**WHAT YOU HAVE TO DO:**
Write out each of the following records word for word.

++++ EXCERPTED RECORDS

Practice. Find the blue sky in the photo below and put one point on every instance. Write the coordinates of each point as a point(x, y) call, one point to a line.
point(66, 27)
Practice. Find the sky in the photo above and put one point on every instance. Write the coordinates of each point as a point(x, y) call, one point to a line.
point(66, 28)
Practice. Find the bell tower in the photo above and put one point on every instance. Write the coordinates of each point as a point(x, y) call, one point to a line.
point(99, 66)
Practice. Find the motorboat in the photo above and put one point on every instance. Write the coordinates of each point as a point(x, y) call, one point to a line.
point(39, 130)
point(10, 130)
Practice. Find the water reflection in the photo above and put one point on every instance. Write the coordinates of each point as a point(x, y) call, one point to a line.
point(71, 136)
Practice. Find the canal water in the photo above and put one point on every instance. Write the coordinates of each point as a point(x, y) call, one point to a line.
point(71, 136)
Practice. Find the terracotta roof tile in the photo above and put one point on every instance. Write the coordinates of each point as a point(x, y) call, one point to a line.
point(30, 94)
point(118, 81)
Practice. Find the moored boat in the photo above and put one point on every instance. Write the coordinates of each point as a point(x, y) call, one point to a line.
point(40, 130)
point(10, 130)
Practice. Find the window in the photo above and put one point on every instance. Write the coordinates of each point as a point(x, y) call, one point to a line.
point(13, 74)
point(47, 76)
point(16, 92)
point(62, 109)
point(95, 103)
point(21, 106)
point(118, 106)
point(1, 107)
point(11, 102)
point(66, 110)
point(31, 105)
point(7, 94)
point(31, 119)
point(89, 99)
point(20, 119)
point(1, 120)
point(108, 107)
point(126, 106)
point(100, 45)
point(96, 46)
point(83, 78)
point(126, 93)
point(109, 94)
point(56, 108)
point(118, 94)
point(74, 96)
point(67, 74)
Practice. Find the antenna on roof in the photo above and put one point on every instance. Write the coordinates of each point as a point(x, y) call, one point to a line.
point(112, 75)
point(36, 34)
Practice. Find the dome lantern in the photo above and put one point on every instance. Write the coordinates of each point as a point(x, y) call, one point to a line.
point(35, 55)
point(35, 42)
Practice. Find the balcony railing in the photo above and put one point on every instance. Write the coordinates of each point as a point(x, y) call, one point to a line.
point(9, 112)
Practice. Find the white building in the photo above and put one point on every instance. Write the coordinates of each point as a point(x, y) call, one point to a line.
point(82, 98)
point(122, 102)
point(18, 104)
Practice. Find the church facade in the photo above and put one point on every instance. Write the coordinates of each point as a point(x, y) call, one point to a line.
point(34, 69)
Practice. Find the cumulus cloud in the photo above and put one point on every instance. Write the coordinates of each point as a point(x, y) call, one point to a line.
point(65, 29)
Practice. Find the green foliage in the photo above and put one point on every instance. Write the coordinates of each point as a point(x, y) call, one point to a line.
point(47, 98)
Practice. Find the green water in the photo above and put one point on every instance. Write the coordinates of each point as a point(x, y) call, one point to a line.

++++++++

**THE REPLY:**
Practice. Find the blue sky in the photo below and put one point on every instance. Write the coordinates of each point as a point(x, y) call, one point to a line.
point(66, 27)
Practice. Find the sky in the photo above and put one point on every instance. Write the coordinates of each point as a point(x, y) call, one point to a line.
point(66, 28)
Practice. Find the bell tower in the photo above and put one point on every instance. Write the coordinates of each point as a point(x, y) call, one point to a line.
point(99, 66)
Practice. Find the motorboat in the photo above and put one point on every instance. Write the coordinates of each point as a point(x, y) call, one point to a line.
point(39, 130)
point(10, 130)
Practice. Find the water reflection in the photo above and put one point on every instance. Write the coordinates of each point as a point(x, y) call, one point to a line.
point(71, 136)
Practice. Find the canal water in the photo above and put one point on every instance. Write the coordinates of each point as a point(x, y) call, one point to a line.
point(71, 136)
Practice. Find the terracotta roof tile in the photo above and put one point on every instance. Write the coordinates of each point as a point(x, y) call, one point to a line.
point(30, 94)
point(118, 81)
Practice. Find the moored boat in the photo above and put one point on every instance. Write the coordinates of each point as a point(x, y) call, one point to a line.
point(40, 130)
point(10, 130)
Practice. Find the window in the photo above and put one point on every instance. Write the coordinates of each point as a point(x, y) call, one point to a line.
point(13, 74)
point(47, 76)
point(16, 92)
point(62, 109)
point(95, 103)
point(21, 106)
point(118, 106)
point(1, 107)
point(11, 102)
point(66, 110)
point(31, 105)
point(7, 94)
point(31, 119)
point(89, 99)
point(20, 119)
point(1, 120)
point(108, 107)
point(126, 106)
point(100, 45)
point(96, 46)
point(83, 78)
point(126, 93)
point(109, 94)
point(56, 108)
point(118, 94)
point(74, 96)
point(67, 74)
Practice. Find the antenna on roof in the photo above and put one point on every instance. Write the coordinates of each point as a point(x, y) call, one point to a line.
point(112, 75)
point(36, 34)
Practice. Find the dome lantern in the photo above and put one point on every instance. Write the coordinates of each point as a point(x, y) call, one point to a line.
point(35, 55)
point(35, 42)
Practice. Find the balcony railing in the photo above and put one point on every instance. Write the coordinates of each point as a point(x, y) call, one point to a line.
point(9, 112)
Practice. Find the white building in the photo above and put one point on every instance. Write the coordinates of each point as a point(x, y) call, one point to a line.
point(82, 98)
point(122, 102)
point(18, 104)
Practice. Find the church facade in the photo above and put one point on every instance. Write the coordinates of each point as a point(x, y) call, one point to a line.
point(34, 69)
Practice. Find the cumulus cloud in the photo above and put one point on every instance. Write the coordinates of each point as a point(x, y) call, one point to a line.
point(65, 29)
Practice. Find the green foliage in the photo above and put one point on every instance. Write the coordinates of each point as a point(x, y) call, one point to a line.
point(47, 98)
Practice. Find the green water in the photo above and put one point on every instance. Write the coordinates of each point as a point(x, y) call, one point to a line.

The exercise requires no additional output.